◆ WHAT NEEDS TO BE DONE: Count the lines in the material below that contain the string "hair", treating uppercase and lowercase letters as different. Give only the number.

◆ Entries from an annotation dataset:

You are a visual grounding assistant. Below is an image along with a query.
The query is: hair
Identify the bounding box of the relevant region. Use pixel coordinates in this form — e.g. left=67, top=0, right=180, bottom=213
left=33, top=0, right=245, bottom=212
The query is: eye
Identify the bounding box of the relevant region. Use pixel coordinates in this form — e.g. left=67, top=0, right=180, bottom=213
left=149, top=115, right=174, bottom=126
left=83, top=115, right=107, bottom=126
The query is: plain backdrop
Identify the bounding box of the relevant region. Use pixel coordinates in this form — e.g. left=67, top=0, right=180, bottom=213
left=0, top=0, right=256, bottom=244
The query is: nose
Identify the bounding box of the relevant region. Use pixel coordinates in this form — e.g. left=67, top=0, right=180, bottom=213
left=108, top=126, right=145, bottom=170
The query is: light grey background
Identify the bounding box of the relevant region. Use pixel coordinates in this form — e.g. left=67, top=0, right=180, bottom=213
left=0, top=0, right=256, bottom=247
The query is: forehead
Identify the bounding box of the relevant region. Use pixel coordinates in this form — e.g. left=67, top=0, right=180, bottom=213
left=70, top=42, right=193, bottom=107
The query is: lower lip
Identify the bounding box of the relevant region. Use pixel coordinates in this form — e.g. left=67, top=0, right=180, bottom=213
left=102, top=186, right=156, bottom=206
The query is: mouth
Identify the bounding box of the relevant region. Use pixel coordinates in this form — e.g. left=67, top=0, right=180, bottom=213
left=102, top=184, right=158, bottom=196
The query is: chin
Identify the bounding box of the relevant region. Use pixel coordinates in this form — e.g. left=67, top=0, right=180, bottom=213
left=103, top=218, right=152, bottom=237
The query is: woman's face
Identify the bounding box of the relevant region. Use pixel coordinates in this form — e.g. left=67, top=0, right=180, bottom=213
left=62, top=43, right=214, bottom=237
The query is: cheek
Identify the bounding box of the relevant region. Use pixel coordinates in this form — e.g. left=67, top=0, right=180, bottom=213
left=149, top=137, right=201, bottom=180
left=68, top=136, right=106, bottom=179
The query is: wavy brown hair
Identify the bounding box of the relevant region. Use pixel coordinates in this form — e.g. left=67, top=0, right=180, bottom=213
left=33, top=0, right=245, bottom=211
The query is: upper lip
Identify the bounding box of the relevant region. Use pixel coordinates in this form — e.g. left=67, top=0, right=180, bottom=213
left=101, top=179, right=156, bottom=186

◆ ANSWER TO THE TASK: 2